ACTIVITY
Please set down, exactly, the line with "of the green" and all lines that follow it through the end of the records below.
(MATERIAL FOR THIS TASK begins)
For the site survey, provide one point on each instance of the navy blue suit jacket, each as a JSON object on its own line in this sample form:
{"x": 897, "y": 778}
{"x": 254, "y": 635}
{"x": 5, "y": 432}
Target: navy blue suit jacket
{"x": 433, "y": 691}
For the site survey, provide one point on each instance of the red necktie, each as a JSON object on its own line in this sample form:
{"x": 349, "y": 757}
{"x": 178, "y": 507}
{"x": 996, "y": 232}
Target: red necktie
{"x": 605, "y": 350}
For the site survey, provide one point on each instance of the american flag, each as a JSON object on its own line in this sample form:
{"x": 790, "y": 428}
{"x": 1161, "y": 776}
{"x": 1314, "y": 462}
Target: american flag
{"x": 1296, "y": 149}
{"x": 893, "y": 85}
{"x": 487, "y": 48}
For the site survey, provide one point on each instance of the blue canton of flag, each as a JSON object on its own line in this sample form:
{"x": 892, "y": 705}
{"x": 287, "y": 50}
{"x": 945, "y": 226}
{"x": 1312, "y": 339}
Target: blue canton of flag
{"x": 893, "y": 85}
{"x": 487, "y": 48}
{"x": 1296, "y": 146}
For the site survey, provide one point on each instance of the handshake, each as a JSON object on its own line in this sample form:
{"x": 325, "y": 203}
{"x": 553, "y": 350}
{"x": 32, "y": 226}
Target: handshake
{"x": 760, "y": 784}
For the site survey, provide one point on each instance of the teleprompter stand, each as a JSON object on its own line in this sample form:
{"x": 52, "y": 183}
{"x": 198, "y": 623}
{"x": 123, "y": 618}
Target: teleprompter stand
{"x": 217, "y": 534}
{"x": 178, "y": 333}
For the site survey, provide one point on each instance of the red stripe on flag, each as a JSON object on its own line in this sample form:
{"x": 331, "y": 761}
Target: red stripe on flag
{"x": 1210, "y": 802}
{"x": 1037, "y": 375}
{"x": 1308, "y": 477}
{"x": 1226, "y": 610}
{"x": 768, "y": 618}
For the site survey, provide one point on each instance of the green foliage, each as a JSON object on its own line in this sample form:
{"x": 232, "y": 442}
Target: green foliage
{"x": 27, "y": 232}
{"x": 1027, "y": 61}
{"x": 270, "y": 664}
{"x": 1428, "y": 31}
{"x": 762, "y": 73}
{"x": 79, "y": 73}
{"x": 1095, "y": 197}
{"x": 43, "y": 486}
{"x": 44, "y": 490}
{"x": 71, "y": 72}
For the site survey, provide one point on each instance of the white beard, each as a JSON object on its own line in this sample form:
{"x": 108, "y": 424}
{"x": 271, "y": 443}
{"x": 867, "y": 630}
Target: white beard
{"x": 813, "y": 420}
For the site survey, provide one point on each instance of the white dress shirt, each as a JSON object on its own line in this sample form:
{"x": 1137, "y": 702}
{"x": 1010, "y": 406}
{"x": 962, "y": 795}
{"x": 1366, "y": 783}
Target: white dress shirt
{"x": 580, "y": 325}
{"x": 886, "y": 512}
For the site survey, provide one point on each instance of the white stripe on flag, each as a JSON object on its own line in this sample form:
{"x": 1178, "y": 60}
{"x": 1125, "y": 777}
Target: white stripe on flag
(MATERIAL FOR THIS TASK ends)
SOLUTION TO THIS EXERCISE
For the site survey, provide one point on each instance of the green foliage, each as a JSON object on its own line in this sample form:
{"x": 232, "y": 442}
Target: green foliage
{"x": 27, "y": 232}
{"x": 1027, "y": 61}
{"x": 270, "y": 664}
{"x": 1428, "y": 31}
{"x": 762, "y": 73}
{"x": 79, "y": 73}
{"x": 1095, "y": 197}
{"x": 43, "y": 486}
{"x": 44, "y": 490}
{"x": 71, "y": 72}
For the site survey, provide one point on each instance of the white beard, each as a JSON object on its own line in this sample form:
{"x": 108, "y": 424}
{"x": 271, "y": 443}
{"x": 867, "y": 630}
Target: white beard
{"x": 813, "y": 420}
For the site survey, provide one point on each instance of the white dress shirt, each as a JSON object on its own line in this sample form:
{"x": 1137, "y": 702}
{"x": 1010, "y": 406}
{"x": 962, "y": 795}
{"x": 1366, "y": 783}
Target: white dress shirt
{"x": 580, "y": 325}
{"x": 886, "y": 512}
For the site survey, provide one point on each instance of the white stripe on flag, each as a JSON object on its own line in this sample form:
{"x": 1178, "y": 60}
{"x": 1125, "y": 777}
Target: white stripe on flag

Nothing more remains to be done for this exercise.